#### What to do
Please rewrite the records below with every "single dot" changed to "lone marker" and nothing else altered. Leave the pictures out.

-- Begin --

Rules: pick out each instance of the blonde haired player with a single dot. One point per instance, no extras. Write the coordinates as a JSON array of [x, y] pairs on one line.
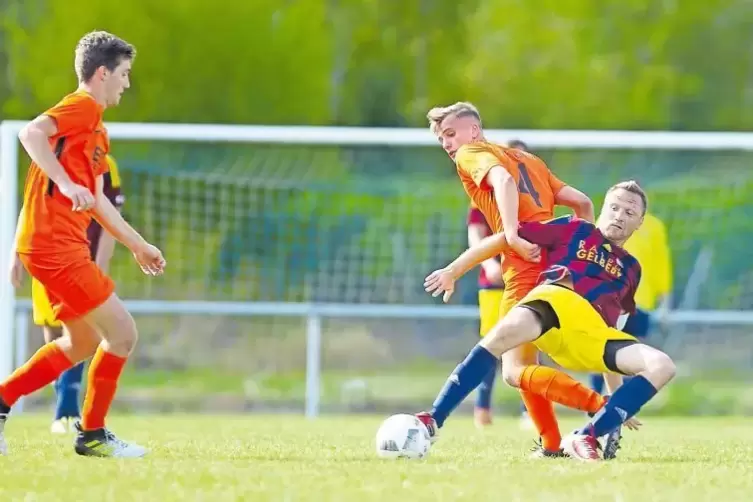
[[589, 283], [511, 186], [101, 246]]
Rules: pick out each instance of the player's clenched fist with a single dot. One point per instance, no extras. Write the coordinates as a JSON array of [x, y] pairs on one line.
[[150, 259], [80, 196], [440, 281]]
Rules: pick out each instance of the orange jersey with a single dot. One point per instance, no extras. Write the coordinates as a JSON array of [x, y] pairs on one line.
[[49, 224], [537, 187]]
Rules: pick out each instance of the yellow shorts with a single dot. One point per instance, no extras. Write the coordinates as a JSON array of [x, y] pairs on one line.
[[579, 343], [41, 308], [489, 303]]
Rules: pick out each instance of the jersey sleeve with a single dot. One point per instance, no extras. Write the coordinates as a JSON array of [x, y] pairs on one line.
[[548, 233], [74, 115], [475, 217], [111, 180], [555, 183], [476, 162]]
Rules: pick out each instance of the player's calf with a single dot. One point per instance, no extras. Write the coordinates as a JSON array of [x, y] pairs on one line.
[[119, 335]]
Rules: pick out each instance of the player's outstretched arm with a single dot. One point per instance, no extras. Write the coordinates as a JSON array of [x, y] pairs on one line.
[[148, 256], [506, 194], [35, 138], [492, 267], [576, 200], [442, 281]]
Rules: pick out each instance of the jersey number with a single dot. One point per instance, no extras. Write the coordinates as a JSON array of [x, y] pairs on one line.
[[525, 185]]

-- End --

#### Exercise result
Rules: pick out each instance of the blonde haired player with a lone marker. One point per instance, no extras. Write the coordinates as a JSON array of [x, y] pairs on one line.
[[589, 283], [511, 186], [101, 246]]
Rules: pick out each instance of the player's clenched fist with a lone marker. One point per instance, no extras. Write the coordinates as a JSON array of [x, y] pairs on one line.
[[150, 259], [80, 196], [440, 281]]
Rules: pick out each instance of the orange jersey with a lone marker. One point per instance, no extras. Write the coordinates as a JSON array of [x, y] pairs on one line.
[[49, 224], [537, 187]]
Rules: pick out each instance of the yellow shorts with a lone marker. One point per instance, no extras. Write the coordinates as a JSON array of [x, y] pairs on one line.
[[579, 343], [41, 308], [489, 303]]
Rules: pick out each instance of the jersey sleeve with a lone marker. One point per instance, no extras. Write the coordinates as a JSON array of [x, y] pairs on one line.
[[548, 233], [74, 115], [475, 217], [111, 180], [555, 183], [476, 162]]
Rules: pick out each instance of the player's calf with a lone marker. One point per instance, no extras. Write the coordinates as a JSON array of [x, y] pairs on one line.
[[119, 335]]
Rules: pick out each instance of the player's outstretched arm with a lone marker. One point per instance, no extras. Write the coordinates as a JSON array of [x, y] pairs on one line.
[[148, 256], [506, 194], [35, 138], [492, 267], [576, 200], [442, 281]]
Rules: pick out each instance of the jersey number with a lone marker. One point per instance, no extras. Write the coordinates as a JSON array of [x, y] pairs on one line.
[[525, 185]]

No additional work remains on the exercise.